[Saved entries]
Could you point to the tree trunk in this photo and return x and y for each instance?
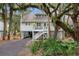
(75, 18)
(10, 21)
(4, 17)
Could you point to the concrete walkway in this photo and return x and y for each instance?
(12, 48)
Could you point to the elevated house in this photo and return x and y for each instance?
(36, 25)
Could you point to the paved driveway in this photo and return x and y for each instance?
(13, 47)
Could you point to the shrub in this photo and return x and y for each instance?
(52, 46)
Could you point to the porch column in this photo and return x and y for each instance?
(32, 35)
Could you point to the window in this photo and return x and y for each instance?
(38, 24)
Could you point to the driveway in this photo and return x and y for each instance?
(12, 48)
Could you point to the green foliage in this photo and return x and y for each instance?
(54, 47)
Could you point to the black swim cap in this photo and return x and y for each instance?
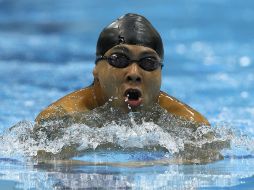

ABOUT THIS EXERCISE
Pictures don't belong in the copy. Transcribe every record exactly as it appears.

RESULT OF THE EXERCISE
Could you point to the tree trunk in this photo and return x and y for each instance?
(75, 18)
(10, 21)
(4, 17)
Could you point to the concrete walkway in this photo and return x and y for each instance?
(12, 48)
Could you point to the elevated house in this photo and return x and y for each instance?
(36, 25)
Could you point to the paved driveway in this photo and return x and y for each instance?
(13, 47)
Could you point to the shrub in this photo and return x and y for each instance?
(52, 46)
Could you point to the porch column in this photo and return x and y for each instance?
(32, 35)
Could you point to the window in this photo and return x and y for each instance?
(38, 24)
Could you point to the driveway in this photo and return x and y for each instance?
(12, 48)
Could you point to the green foliage in this photo and return x and y for each instance?
(54, 47)
Could you point to the black swim cap in this photo and return x and y for each instance?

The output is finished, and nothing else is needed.